**Selection:**

[BEGIN]

Sorcerous Stabber Orphen

Synopsis:
Sorcerous Stabber Orphen
In a world of sorcery, monsters, and powerful beings known as Deep Dragons, a trio of orphans were raised to become magicians and warriors at the academy known as The Tower of Fang. Leticia was always the levelheaded and studious one of the three, while Azalie would eventually grow into an incredibly talented wielder of both black and white magic, and Krylencelo's talent on the battlefield would see him handpicked to be the successor of the legendary assassin, Childman. Azalie's sorcerous experimentations eventually saw her transformed into a terrible monster, however, and Krylancelo vowed to forsake his training, along with his own name, and dedicate his life to rescuing his adoptive sister. Now, years later, he goes by the moniker “Orphen”, and his search for Azalie has brought a young woman named Claiohm and a would-be-sorcerer named Majic into his care. Not only is the reluctant anti-hero now saddled with two more mouths to feed, but his adventures are about to become more dangerous than he ever could have predicted…
Review:

I checked out a DVD of ADV's release of the original Orphen anime back in the mid-2000s, though all I could remember of it was that the dub was pretty corny and everyone had goofy names. Now, a decade-and-a-half later, I went into Studio DEEN's new adaptation of the Sorcerous Stabber Orphen with basically the exact same level of background knowledge. After finishing the first couple of episodes, I will admit that I was prepared to write the story off yet again (even though Funimation's new dub is leagues better than what I remember from the ADV production). The world of Orphen still feels very much like a cookie-cutter light-novel fantasy setting, complete with a completely incongruous set of absurdly named characters and locales, all wrapped up in a mythos that can often feel like someone got way too enthusiastic over a round of Dungeons & Dragons Mad-Libs. The magic spells are all invoked in the most earnest and cheesy of ways (“I summon thee!”, “I invoke thee!”, and so on), and you've got a whole set of creatures known as Deep Dragons, none of which are actually dragons.

[END]

**Provided material:**
[BEGIN]

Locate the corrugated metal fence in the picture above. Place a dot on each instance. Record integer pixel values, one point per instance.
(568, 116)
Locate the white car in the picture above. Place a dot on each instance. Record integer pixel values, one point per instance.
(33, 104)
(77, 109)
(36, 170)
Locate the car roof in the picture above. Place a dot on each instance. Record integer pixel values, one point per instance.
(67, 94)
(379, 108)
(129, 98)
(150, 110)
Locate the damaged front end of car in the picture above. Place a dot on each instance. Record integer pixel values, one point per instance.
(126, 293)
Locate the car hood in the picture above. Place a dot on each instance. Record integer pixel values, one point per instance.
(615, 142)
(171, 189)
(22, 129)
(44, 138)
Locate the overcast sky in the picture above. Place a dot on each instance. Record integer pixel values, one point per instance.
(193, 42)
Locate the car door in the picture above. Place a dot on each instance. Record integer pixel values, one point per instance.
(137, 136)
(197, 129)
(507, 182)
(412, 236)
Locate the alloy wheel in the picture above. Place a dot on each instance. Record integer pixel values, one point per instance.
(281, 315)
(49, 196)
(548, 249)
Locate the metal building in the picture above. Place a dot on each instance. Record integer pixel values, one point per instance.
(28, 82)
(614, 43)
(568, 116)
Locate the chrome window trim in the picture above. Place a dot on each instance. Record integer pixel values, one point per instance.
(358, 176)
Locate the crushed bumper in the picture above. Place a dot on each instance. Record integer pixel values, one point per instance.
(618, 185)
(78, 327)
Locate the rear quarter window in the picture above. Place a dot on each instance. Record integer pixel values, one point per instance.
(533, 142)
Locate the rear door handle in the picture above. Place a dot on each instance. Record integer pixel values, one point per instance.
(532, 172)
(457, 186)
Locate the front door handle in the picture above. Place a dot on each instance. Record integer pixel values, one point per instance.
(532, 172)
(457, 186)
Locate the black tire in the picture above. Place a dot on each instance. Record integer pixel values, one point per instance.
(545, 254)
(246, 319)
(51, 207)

[END]

**Problem description:** Print the entire Sorcerous Stabber Orphen piece again, word for word. The lines have no part in this.

**Answer to this exercise:**
Sorcerous Stabber Orphen

Synopsis:
Sorcerous Stabber Orphen
In a world of sorcery, monsters, and powerful beings known as Deep Dragons, a trio of orphans were raised to become magicians and warriors at the academy known as The Tower of Fang. Leticia was always the levelheaded and studious one of the three, while Azalie would eventually grow into an incredibly talented wielder of both black and white magic, and Krylencelo's talent on the battlefield would see him handpicked to be the successor of the legendary assassin, Childman. Azalie's sorcerous experimentations eventually saw her transformed into a terrible monster, however, and Krylancelo vowed to forsake his training, along with his own name, and dedicate his life to rescuing his adoptive sister. Now, years later, he goes by the moniker “Orphen”, and his search for Azalie has brought a young woman named Claiohm and a would-be-sorcerer named Majic into his care. Not only is the reluctant anti-hero now saddled with two more mouths to feed, but his adventures are about to become more dangerous than he ever could have predicted…
Review:

I checked out a DVD of ADV's release of the original Orphen anime back in the mid-2000s, though all I could remember of it was that the dub was pretty corny and everyone had goofy names. Now, a decade-and-a-half later, I went into Studio DEEN's new adaptation of the Sorcerous Stabber Orphen with basically the exact same level of background knowledge. After finishing the first couple of episodes, I will admit that I was prepared to write the story off yet again (even though Funimation's new dub is leagues better than what I remember from the ADV production). The world of Orphen still feels very much like a cookie-cutter light-novel fantasy setting, complete with a completely incongruous set of absurdly named characters and locales, all wrapped up in a mythos that can often feel like someone got way too enthusiastic over a round of Dungeons & Dragons Mad-Libs. The magic spells are all invoked in the most earnest and cheesy of ways (“I summon thee!”, “I invoke thee!”, and so on), and you've got a whole set of creatures known as Deep Dragons, none of which are actually dragons.